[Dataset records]
- - - -
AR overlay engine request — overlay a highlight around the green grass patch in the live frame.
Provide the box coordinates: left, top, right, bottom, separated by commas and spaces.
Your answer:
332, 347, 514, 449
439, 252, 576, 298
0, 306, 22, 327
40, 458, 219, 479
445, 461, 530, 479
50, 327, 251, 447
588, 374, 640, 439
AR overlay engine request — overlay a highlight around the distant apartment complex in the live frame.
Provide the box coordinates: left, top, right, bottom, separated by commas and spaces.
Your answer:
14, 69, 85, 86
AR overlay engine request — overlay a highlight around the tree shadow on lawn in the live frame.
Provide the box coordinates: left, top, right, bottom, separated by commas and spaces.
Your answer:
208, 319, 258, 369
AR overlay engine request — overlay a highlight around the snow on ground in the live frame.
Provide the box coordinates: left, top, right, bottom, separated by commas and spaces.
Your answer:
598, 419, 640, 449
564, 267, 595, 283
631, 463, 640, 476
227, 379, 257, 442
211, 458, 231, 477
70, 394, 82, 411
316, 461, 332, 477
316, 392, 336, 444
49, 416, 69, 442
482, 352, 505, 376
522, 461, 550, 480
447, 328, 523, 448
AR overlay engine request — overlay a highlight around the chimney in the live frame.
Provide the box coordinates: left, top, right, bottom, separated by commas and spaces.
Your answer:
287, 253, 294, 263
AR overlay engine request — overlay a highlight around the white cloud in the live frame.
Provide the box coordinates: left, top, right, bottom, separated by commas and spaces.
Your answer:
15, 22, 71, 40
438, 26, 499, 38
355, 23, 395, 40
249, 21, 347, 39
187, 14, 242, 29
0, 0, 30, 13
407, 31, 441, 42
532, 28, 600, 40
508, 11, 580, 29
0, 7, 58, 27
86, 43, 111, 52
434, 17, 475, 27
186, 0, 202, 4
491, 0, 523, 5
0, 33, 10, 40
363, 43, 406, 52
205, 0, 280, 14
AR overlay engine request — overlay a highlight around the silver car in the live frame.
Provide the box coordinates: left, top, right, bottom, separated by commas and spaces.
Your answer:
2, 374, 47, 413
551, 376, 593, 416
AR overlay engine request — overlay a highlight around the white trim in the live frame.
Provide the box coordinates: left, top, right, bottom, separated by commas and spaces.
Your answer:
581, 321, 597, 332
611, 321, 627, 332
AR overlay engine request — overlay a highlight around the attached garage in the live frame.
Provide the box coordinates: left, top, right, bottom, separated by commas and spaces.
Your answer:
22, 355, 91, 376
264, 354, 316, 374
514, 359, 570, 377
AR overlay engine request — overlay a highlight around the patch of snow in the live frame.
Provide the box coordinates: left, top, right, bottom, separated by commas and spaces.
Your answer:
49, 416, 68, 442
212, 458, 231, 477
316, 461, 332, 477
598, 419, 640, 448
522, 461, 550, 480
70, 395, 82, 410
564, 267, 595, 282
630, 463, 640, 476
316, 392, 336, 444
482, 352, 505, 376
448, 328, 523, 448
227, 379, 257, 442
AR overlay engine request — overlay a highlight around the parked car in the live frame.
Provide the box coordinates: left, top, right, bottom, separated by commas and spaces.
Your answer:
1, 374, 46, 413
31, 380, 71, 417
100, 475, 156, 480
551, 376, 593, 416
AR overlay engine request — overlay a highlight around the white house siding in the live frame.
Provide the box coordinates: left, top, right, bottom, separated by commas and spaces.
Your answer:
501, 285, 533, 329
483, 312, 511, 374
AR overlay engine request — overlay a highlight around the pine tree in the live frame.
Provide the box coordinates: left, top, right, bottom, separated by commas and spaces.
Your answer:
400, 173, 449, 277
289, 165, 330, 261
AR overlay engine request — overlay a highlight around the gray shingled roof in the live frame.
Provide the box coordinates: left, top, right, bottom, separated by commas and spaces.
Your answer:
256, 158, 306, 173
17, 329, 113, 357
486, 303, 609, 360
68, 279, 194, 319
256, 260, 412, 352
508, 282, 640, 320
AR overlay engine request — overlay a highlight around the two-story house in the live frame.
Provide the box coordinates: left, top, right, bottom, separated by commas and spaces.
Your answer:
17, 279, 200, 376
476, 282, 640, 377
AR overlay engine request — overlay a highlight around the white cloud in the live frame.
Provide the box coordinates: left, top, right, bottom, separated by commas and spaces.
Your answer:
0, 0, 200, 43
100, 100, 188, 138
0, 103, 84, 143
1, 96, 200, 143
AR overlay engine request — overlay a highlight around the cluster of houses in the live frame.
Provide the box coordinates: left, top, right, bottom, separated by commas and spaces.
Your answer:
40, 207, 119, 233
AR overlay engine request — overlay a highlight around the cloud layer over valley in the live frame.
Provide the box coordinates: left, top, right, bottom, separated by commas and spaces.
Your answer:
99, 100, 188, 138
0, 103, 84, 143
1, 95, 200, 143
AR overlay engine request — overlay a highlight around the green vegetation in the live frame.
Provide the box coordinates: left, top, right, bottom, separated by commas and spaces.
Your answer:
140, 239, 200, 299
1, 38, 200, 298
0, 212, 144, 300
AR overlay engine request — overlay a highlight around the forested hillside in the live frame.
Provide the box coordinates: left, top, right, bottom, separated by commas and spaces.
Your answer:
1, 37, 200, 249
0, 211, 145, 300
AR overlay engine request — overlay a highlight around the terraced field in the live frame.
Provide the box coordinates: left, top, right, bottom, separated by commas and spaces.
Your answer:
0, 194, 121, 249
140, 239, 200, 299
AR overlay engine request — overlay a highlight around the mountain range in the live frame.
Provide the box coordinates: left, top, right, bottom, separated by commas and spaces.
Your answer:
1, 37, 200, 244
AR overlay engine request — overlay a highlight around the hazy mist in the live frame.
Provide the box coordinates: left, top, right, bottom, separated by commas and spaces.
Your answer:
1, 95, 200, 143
- - - -
**Exercise directions**
Please write the data above out again, exactly the same.

**Output of the exercise**
AR overlay engine request — overlay a highlight around the green grass patch in the live frame.
Provide the box coordinates: left, top, right, bottom, separated by commas and spaces.
Your answer:
332, 347, 514, 449
439, 252, 576, 298
0, 306, 22, 327
40, 458, 219, 479
445, 461, 530, 479
50, 327, 251, 447
588, 374, 640, 439
AR overlay engine request — overlay a highlight around the distant apartment complex in the live frame.
Provide the box coordinates: left, top, right, bottom, separated by commas and spaces.
Your answer:
14, 69, 85, 86
AR overlay engine request — overlay a highlight around the tree shadow on lawn in the live frame.
Provide the box coordinates: left, top, right, bottom, separated by commas and spaces.
Your answer:
208, 319, 258, 369
AR overlay engine request — overlay a highlight around the snow on ground in the live frame.
Provide the box coordinates: left, top, right, bottom, separated by commas and spaces.
Your answer:
598, 419, 640, 449
564, 267, 595, 283
631, 463, 640, 476
227, 379, 257, 442
211, 458, 231, 477
70, 394, 82, 411
316, 461, 332, 477
316, 392, 336, 444
49, 416, 69, 442
482, 352, 505, 376
522, 461, 550, 480
447, 328, 523, 448
AR overlay engine request — overlay a highlight around the chimney in the live frame.
Provide the box coordinates: left, top, right, bottom, separated by commas and spaces.
Your answer:
287, 253, 294, 263
AR overlay engine request — overlay a highlight around the white cloud in the live frame.
Provide the box coordinates: left, top, right, bottom, separated by commas and spaces.
Your answer:
15, 22, 71, 40
438, 26, 499, 38
355, 23, 395, 40
249, 21, 347, 39
187, 14, 242, 29
0, 0, 30, 13
407, 31, 441, 42
532, 28, 600, 40
508, 11, 580, 29
0, 7, 58, 27
86, 43, 111, 52
434, 17, 475, 27
186, 0, 202, 4
491, 0, 523, 5
0, 33, 10, 40
363, 43, 406, 52
205, 0, 280, 14
AR overlay engine request — overlay a highlight around the silver car in the live frame.
Provide the box coordinates: left, top, right, bottom, separated by commas and spaces.
Your answer:
2, 374, 47, 413
551, 376, 593, 416
AR overlay engine request — overlay a highlight around the white trim in the live frame.
Provide the box coordinates: left, top, right, bottom, separated by commas and spaces.
Your answer:
581, 321, 597, 332
611, 321, 627, 332
AR overlay engine request — overlay a highlight around the attached garage in the live frame.
Provide the box coordinates: left, top, right, bottom, separated by commas and spaces.
Your answer:
22, 355, 91, 376
264, 354, 316, 374
514, 359, 570, 377
AR overlay engine request — overlay a highlight around the patch of snow in the live frame.
Provide the box coordinates: left, top, right, bottom, separated by commas and spaces.
Your answer:
49, 416, 68, 442
212, 458, 231, 477
316, 461, 332, 477
598, 419, 640, 448
522, 461, 550, 480
70, 395, 82, 410
564, 267, 595, 282
630, 463, 640, 476
316, 392, 336, 444
482, 352, 505, 376
448, 328, 523, 448
227, 379, 257, 442
AR overlay engine request — overlay a highlight around the parked car in the live frame.
Provide the box coordinates: left, top, right, bottom, separated by commas and spaces.
Your answer:
1, 374, 46, 413
31, 380, 71, 417
100, 475, 156, 480
551, 376, 593, 416
AR overlay engine request — overlay a highlight around the white house siding in the live frame.
Provide the box coordinates: left, top, right, bottom, separated by commas and spaces.
Your answer:
501, 285, 533, 329
483, 312, 511, 374
AR overlay engine request — overlay a highlight around the pine tree in the live frame.
Provide the box coordinates: left, top, right, bottom, separated by commas and spaces.
Your answer:
400, 173, 449, 277
289, 165, 330, 261
AR overlay engine request — overlay a highlight around the gray shingled roof in the live frame.
Provide the box coordinates: left, top, right, bottom, separated by commas and spaces.
Your answer:
256, 158, 306, 173
17, 329, 113, 357
486, 303, 609, 360
68, 279, 194, 319
256, 260, 412, 352
508, 282, 640, 320
AR overlay engine request — overlay a highlight around the two-story house in the live frame.
Provide the box coordinates: left, top, right, bottom, separated by commas and spaces.
Your answer:
17, 279, 200, 376
476, 282, 640, 377
AR overlay engine request — overlay a highlight around the white cloud in the live frame.
Provide the box coordinates: left, top, right, bottom, separated by commas and spaces.
Your answer:
0, 0, 200, 43
100, 100, 188, 138
0, 103, 84, 143
1, 96, 200, 143
AR overlay engine request — overlay a highlight around the cluster of houses in the live frame.
Provide the box coordinates: left, top, right, bottom, separated by commas and spaces.
Your answer:
40, 207, 119, 233
AR overlay engine request — overlay a highlight around the cloud layer over valley in the live frame.
Provide the box coordinates: left, top, right, bottom, separated by commas and spaces.
Your answer:
99, 100, 188, 138
0, 103, 84, 143
1, 95, 200, 143
AR overlay engine request — overlay a highlight around the green vegetation in the live frame.
Provide the box coordinates: left, top, right, bottom, separated by commas and spaces.
Your answer:
140, 239, 200, 299
1, 38, 200, 298
0, 212, 144, 300
AR overlay engine request — overlay a highlight around the forested hillside in the live frame.
Provide the box coordinates: left, top, right, bottom, separated by commas and spaces.
Your answer:
1, 37, 200, 249
0, 211, 145, 300
AR overlay engine request — overlay a highlight around the terraced field in the live frame.
Provide the box coordinates: left, top, right, bottom, separated by commas and spaces.
Your answer:
0, 194, 121, 249
140, 239, 200, 299
AR overlay engine request — overlay a highlight around the mountain range in the live frame.
Provide the box coordinates: left, top, right, bottom, separated by commas and spaces.
Your answer:
1, 37, 200, 244
AR overlay engine request — overlay a highlight around the hazy mist in the live frame.
Provide the box coordinates: left, top, right, bottom, separated by commas and spaces.
Your answer:
1, 95, 200, 143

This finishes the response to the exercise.